WHAT THIS TASK INVOLVES :: Write the next part of the step-by-step capacitor discharge solution, starting right after its last sentence.

Step by step solution

01

Calculate the Capacitance

The formula for energy stored in a capacitor is given by \(E = 0.5 * C * V^2\), where \(E\) is the energy, \(C\) is the capacitance and \(V\) is the voltage.\From the problem, we know that \(E = 250J\). Let \(V = V_0\) (the initial voltage). We can rearrange this formula to solve for \(C\): \(C = (2*E) / V^2\).
02

Voltage Decrease Over Time

It is given that the capacitor voltage drops to half its initial value in \(10ms\). Due to the resistor, the discharge of the capacitor follows an exponential decay governed by the formula \( V = V_0 * e^{(-t/RC)}\), where \(R = 40\Omega \) (resistance), \(t = 10ms = 10 * 10^{-3} s\) (time), and \(C\) is the capacitance.\Setting \( V = 0.5 * V_0\) (since the voltage drops to half its initial value), we can solve for \(C\): \(C = -t / (R * ln(0.5))\).

(Coordinate annotation entries)
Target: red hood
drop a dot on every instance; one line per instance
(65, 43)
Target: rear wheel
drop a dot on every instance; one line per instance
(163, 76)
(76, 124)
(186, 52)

TASK ANSWER ::
03

Equate and Solve

In order to find a working set of values for \(C\) and \(V_0\), we can equate the two equations we derived for \(C\) and solve for \(V_0\):\i.e. \(2*E / V_0^2 = -t / (R * ln(0.5))\). Solve this to get \(V_0\). Replace this value in either of the equations for \(C\) to get the value of \(C\).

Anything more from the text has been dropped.